WORK INSTRUCTION:
Reproduce every line of the data below verbatim, with no changes of any kind.

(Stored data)
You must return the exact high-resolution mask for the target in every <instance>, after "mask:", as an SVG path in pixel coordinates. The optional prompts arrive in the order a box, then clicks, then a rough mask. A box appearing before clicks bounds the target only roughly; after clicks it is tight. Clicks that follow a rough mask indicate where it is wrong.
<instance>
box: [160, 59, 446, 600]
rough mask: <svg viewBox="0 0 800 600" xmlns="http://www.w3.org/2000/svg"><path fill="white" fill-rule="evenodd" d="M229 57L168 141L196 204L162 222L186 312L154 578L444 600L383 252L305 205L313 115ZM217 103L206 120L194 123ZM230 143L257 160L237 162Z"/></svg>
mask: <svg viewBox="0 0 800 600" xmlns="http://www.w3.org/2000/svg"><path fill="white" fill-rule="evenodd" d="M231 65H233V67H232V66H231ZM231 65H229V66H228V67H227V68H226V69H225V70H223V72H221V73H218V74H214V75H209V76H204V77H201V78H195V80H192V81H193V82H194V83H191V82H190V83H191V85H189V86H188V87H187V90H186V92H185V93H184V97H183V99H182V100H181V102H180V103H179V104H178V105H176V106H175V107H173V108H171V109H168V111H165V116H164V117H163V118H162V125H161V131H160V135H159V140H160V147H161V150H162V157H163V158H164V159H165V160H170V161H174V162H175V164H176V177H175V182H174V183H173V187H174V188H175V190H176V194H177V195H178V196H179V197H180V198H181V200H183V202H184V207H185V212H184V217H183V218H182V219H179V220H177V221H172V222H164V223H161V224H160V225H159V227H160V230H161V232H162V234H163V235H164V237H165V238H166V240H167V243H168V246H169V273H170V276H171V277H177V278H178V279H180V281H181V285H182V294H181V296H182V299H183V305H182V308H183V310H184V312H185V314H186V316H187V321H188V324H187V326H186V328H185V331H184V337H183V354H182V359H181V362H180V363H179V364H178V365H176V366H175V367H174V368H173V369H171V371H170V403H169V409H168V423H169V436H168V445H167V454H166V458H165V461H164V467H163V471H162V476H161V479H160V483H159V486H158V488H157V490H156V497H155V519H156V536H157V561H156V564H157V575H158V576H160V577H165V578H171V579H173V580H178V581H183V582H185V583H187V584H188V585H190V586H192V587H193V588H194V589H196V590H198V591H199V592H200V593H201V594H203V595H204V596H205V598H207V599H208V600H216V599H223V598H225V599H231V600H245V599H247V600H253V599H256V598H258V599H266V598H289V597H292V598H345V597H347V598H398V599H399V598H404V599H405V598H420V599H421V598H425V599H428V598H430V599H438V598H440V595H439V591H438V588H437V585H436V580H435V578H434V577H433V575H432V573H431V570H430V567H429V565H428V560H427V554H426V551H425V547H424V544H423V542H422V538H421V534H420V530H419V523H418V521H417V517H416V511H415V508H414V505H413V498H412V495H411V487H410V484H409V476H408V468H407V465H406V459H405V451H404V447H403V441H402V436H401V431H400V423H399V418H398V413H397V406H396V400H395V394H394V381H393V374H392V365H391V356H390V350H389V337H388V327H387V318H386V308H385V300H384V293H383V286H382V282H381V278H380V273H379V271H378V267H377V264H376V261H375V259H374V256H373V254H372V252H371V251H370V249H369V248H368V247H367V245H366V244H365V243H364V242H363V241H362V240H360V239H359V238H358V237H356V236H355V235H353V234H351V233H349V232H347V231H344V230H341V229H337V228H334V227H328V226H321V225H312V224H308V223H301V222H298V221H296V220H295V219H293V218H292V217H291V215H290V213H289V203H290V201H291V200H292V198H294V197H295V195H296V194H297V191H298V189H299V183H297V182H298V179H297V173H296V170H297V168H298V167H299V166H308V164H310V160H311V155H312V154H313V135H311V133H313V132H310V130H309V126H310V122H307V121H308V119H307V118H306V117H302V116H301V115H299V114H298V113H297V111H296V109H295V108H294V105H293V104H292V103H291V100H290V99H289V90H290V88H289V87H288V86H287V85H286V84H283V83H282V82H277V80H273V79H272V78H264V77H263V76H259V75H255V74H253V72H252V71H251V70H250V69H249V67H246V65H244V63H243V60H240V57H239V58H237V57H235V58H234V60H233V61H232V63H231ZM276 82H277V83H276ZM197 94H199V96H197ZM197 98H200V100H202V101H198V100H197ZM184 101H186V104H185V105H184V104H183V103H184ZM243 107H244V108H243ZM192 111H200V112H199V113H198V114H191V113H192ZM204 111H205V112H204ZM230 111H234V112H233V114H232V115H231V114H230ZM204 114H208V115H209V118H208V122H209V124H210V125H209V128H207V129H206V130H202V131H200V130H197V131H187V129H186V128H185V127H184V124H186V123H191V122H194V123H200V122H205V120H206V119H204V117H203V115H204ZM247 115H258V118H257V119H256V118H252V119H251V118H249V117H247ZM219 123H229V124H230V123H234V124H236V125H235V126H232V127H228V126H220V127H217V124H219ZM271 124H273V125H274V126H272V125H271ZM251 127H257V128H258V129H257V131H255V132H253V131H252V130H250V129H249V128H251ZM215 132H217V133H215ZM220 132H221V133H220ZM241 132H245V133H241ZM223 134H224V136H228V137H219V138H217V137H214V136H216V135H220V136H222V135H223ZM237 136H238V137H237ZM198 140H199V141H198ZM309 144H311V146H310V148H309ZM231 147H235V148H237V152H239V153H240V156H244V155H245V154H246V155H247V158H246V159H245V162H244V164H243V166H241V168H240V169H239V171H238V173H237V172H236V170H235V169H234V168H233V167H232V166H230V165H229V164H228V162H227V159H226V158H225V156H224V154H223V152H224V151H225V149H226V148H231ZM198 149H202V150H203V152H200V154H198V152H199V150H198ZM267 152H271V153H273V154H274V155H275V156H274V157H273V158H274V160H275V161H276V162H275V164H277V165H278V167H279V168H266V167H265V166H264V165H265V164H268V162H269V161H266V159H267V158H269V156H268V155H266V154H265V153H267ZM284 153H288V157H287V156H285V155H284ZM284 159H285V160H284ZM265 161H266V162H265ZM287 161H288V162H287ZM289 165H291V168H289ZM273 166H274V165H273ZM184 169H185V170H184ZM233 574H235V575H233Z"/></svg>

ANSWER BELOW:
You must return the exact high-resolution mask for the target in every <instance>, after "mask:", as an SVG path in pixel coordinates. The optional prompts arrive in the order a box, then clicks, then a rough mask. A box appearing before clicks bounds the target only roughly; after clicks it is tight. Clicks that follow a rough mask indicate where it is wrong.
<instance>
box: [160, 59, 446, 600]
rough mask: <svg viewBox="0 0 800 600" xmlns="http://www.w3.org/2000/svg"><path fill="white" fill-rule="evenodd" d="M229 57L168 141L196 204L162 222L186 312L154 578L444 600L383 252L305 205L313 115ZM217 103L206 120L194 123ZM230 143L257 160L237 162Z"/></svg>
mask: <svg viewBox="0 0 800 600" xmlns="http://www.w3.org/2000/svg"><path fill="white" fill-rule="evenodd" d="M231 65H233V67H232V66H231ZM231 65H229V66H228V67H227V68H226V69H225V70H223V72H221V73H218V74H214V75H209V76H204V77H201V78H195V80H192V81H193V82H194V83H191V82H190V83H191V85H189V86H188V87H187V90H186V92H185V93H184V97H183V99H182V100H181V102H180V103H179V104H178V105H176V106H175V107H173V108H171V109H168V111H165V116H164V117H163V118H162V125H161V131H160V135H159V140H160V147H161V150H162V157H163V158H164V159H165V160H170V161H174V162H175V164H176V177H175V182H174V183H173V187H174V188H175V190H176V194H177V195H178V196H179V197H180V198H181V200H183V202H184V207H185V212H184V217H183V218H182V219H179V220H177V221H172V222H164V223H161V224H160V225H159V227H160V230H161V232H162V234H163V235H164V237H165V238H166V240H167V243H168V246H169V273H170V276H171V277H177V278H178V279H180V281H181V285H182V294H181V296H182V299H183V305H182V308H183V310H184V312H185V314H186V316H187V321H188V324H187V326H186V328H185V331H184V337H183V354H182V359H181V362H180V363H179V364H178V365H176V366H175V367H174V368H173V369H171V371H170V403H169V409H168V423H169V436H168V445H167V454H166V458H165V461H164V467H163V471H162V476H161V479H160V483H159V486H158V488H157V490H156V497H155V519H156V536H157V561H156V564H157V575H158V576H160V577H165V578H171V579H173V580H178V581H183V582H185V583H187V584H188V585H190V586H192V587H193V588H194V589H196V590H198V591H199V592H200V593H201V594H203V595H204V596H205V598H207V599H208V600H216V599H223V598H225V599H231V600H245V599H247V600H253V599H256V598H258V599H266V598H289V597H292V598H345V597H347V598H398V599H399V598H404V599H405V598H420V599H421V598H425V599H428V598H430V599H438V598H440V595H439V591H438V588H437V585H436V580H435V578H434V577H433V575H432V573H431V570H430V567H429V565H428V560H427V554H426V551H425V547H424V544H423V542H422V538H421V534H420V530H419V523H418V521H417V517H416V511H415V508H414V505H413V498H412V495H411V487H410V484H409V476H408V468H407V465H406V459H405V451H404V447H403V441H402V436H401V431H400V423H399V418H398V413H397V406H396V400H395V394H394V381H393V374H392V365H391V356H390V350H389V337H388V327H387V318H386V308H385V300H384V293H383V286H382V282H381V278H380V273H379V271H378V267H377V264H376V261H375V259H374V256H373V254H372V252H371V251H370V249H369V248H368V247H367V245H366V244H365V243H364V242H363V241H362V240H360V239H359V238H358V237H356V236H355V235H353V234H351V233H349V232H347V231H344V230H341V229H337V228H334V227H328V226H321V225H312V224H308V223H301V222H298V221H296V220H295V219H293V218H292V217H291V215H290V213H289V203H290V201H291V200H292V198H294V197H295V195H296V194H297V191H298V189H299V183H297V182H298V179H297V173H296V170H297V168H298V167H299V166H308V164H310V160H311V155H312V154H313V135H311V133H313V132H310V130H309V126H310V122H307V121H308V119H307V118H306V117H302V116H301V115H299V114H298V113H297V111H296V109H295V108H294V105H293V104H292V103H291V100H290V99H289V90H290V88H289V87H288V86H287V85H286V84H283V83H282V82H277V80H273V79H272V78H264V77H263V76H259V75H255V74H253V72H252V71H251V70H250V69H249V67H246V65H244V63H243V60H240V57H239V58H237V57H235V58H234V60H233V61H232V63H231ZM276 82H277V83H276ZM197 94H199V96H197ZM197 98H200V100H202V101H198V100H197ZM184 101H186V104H185V105H184V104H183V103H184ZM243 107H244V108H243ZM192 111H200V112H199V113H198V114H191V113H192ZM204 111H205V112H204ZM230 111H234V112H233V114H232V115H231V114H230ZM204 114H208V115H209V118H208V122H209V124H210V125H209V128H207V129H206V130H202V131H200V130H197V131H187V129H186V128H185V127H184V124H186V123H191V122H194V123H200V122H205V120H206V119H204V117H203V115H204ZM247 115H258V118H257V119H256V118H252V119H251V118H249V117H247ZM219 123H229V124H230V123H234V124H236V125H235V126H232V127H228V126H220V127H217V124H219ZM271 124H273V125H274V126H272V125H271ZM251 127H257V128H258V129H257V131H255V132H253V131H252V130H250V129H249V128H251ZM215 132H217V133H215ZM220 132H221V133H220ZM241 132H245V133H241ZM223 134H224V136H228V137H219V138H217V137H214V136H216V135H220V136H222V135H223ZM237 136H238V137H237ZM198 140H199V141H198ZM309 144H311V146H310V148H309ZM231 147H235V148H237V152H239V153H240V156H244V155H245V154H246V155H247V158H246V159H245V162H244V164H243V166H241V168H240V169H239V171H238V173H237V172H236V170H235V169H234V168H233V167H232V166H230V165H229V164H228V162H227V159H226V158H225V156H224V154H223V152H224V151H225V149H226V148H231ZM198 149H202V150H203V152H200V154H198V152H199V150H198ZM267 152H271V153H273V154H274V155H275V156H274V157H273V158H274V160H275V161H276V162H275V164H277V165H278V167H279V168H266V167H265V166H264V165H265V164H268V162H269V161H266V159H267V158H269V156H268V155H266V154H265V153H267ZM284 153H288V157H287V156H285V155H284ZM284 159H285V160H284ZM265 161H266V162H265ZM287 161H288V162H287ZM289 165H291V168H289ZM273 166H274V165H273ZM184 169H185V170H184ZM233 574H235V575H233Z"/></svg>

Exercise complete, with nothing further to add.